START Supplied data

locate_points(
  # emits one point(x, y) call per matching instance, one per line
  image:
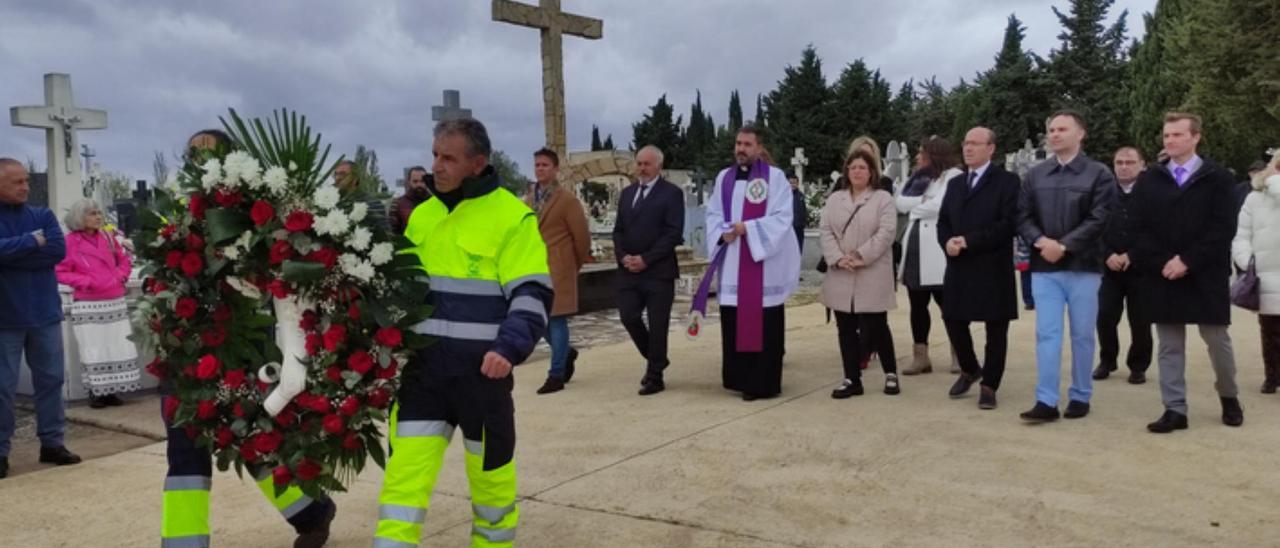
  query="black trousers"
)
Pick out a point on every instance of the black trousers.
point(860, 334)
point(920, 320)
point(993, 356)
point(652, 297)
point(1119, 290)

END Supplied data
START Supplied data

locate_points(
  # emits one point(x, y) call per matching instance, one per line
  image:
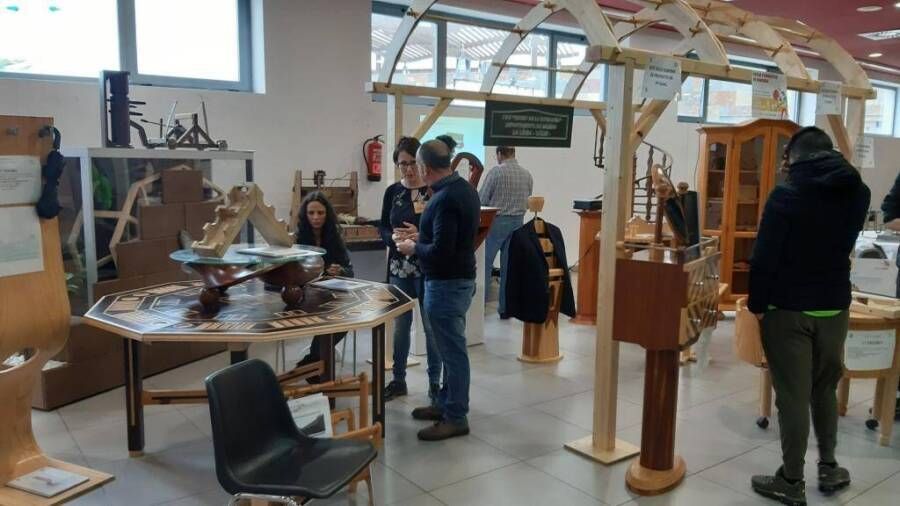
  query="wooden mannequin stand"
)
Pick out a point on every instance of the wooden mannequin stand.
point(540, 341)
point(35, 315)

END Supplied data

◆ **Exercise aim**
Examine the entries and say how many of their lines hold the word "query". No other words should accompany the number.

◆ **Result of the exercise**
2